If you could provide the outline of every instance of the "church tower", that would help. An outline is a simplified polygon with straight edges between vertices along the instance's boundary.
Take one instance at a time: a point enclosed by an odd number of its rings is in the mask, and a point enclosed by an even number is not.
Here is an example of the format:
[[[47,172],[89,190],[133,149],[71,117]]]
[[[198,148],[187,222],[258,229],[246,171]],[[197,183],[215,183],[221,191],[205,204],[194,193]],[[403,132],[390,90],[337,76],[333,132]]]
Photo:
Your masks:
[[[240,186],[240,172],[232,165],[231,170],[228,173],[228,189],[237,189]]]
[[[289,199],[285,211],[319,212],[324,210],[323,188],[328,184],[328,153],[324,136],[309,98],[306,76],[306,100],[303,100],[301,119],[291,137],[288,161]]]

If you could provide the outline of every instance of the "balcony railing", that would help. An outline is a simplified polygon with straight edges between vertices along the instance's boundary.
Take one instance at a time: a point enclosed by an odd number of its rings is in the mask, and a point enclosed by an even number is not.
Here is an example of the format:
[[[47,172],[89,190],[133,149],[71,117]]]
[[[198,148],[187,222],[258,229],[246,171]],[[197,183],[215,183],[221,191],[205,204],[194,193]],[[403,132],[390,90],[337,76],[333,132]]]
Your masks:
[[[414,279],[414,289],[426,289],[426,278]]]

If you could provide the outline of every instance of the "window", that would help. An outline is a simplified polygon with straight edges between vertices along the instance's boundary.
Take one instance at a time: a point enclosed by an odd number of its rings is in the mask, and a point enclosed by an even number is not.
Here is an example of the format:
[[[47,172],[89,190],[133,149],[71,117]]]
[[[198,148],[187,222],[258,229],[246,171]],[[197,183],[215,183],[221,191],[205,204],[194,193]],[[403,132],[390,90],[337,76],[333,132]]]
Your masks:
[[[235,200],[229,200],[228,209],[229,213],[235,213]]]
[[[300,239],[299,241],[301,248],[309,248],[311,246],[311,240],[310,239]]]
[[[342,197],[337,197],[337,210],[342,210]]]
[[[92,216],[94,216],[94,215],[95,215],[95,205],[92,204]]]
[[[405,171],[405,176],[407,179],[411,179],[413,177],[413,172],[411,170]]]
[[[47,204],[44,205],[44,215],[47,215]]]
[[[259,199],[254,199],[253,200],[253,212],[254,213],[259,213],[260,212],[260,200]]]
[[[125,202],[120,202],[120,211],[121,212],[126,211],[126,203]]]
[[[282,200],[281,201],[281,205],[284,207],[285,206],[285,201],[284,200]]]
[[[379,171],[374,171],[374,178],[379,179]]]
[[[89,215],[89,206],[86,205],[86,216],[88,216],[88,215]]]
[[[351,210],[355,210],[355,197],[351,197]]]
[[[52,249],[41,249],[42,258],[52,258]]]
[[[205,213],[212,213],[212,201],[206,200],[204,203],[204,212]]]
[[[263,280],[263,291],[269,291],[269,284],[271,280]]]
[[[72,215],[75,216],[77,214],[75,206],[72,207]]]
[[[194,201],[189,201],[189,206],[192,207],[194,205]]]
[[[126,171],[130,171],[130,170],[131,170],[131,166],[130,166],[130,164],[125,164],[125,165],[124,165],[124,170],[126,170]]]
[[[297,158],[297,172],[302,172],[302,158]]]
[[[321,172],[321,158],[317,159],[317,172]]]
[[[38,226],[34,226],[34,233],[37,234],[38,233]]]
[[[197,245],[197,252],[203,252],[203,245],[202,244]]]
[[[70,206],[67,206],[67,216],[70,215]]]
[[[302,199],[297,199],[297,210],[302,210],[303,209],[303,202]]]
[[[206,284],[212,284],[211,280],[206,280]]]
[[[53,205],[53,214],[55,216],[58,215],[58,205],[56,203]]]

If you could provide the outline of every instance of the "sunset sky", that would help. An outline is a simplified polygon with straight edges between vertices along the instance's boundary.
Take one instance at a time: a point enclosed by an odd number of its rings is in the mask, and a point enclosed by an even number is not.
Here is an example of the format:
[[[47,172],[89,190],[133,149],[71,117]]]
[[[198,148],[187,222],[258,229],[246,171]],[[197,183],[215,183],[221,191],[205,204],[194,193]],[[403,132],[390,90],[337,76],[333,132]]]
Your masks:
★ ★ ★
Problem to solve >>
In the records above, find each line with the string "vertices" and list it.

Reply >>
If you could provide the outline of every instance of the "church tower", that would help. An outline is a simplified polygon with straight edges between vertices along the instance's boundary.
If you could provide the outline of every instance of the "balcony railing", that would help. An outline is a simplified polygon with straight edges between vertices along the instance's boundary.
If you could provide the outline of every instance of the "window", that would help. An outline is a simplified polygon with straight edges between vertices along the instance's boundary.
If you could provide the outline of every instance of the "sunset sky", that would help. An outline is a simplified polygon with straight edges between vertices along the instance's boundary.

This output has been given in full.